__GOAL__
Transcribe word for word the lines spanning the line with "For the benchmark, annotate every instance of the groom in" through the end of the records.

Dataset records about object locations
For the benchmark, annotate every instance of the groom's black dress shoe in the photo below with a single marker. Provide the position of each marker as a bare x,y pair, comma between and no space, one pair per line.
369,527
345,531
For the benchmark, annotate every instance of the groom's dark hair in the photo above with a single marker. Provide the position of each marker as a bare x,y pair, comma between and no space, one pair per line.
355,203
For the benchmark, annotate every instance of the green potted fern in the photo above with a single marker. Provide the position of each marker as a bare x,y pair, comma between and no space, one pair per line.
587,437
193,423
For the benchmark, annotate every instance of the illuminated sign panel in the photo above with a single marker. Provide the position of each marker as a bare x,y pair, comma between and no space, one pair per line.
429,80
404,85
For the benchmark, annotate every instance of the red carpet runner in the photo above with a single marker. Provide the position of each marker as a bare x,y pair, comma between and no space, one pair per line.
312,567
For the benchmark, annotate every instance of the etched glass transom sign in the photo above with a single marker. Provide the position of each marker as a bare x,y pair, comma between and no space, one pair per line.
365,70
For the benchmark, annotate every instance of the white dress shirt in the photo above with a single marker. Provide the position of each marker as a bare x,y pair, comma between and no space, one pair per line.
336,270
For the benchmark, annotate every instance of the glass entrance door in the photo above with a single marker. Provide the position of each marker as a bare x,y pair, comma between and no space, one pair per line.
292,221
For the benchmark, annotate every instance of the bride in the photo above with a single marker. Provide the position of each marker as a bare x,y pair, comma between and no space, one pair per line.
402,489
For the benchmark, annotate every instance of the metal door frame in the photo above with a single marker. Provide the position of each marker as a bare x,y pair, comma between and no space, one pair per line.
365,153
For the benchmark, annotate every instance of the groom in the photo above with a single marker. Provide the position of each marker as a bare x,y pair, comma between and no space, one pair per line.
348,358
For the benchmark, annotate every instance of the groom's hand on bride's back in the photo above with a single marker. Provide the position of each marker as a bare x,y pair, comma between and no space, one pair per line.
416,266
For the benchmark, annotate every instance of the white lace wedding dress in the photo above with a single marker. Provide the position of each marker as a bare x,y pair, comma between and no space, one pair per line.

__SOLUTION TO THE PROBLEM__
For the benchmark, annotate every instance of the groom in the photo above with a single marker. Provide the position of each marker as a bare x,y pair, comma between and no space, one pair per line.
348,358
For the benchmark, annotate every instance of the groom's hand on bride's back in the photo above with a single marker. Provide the position of each marker as a bare x,y pair, comma between and no space, one pair per line.
416,266
For the benchmark, annotate every instance of the white lace wedding dress in the photo above with a single marker. Provide the position of each marker as a bare x,y pair, comma between and no space, one pair per line.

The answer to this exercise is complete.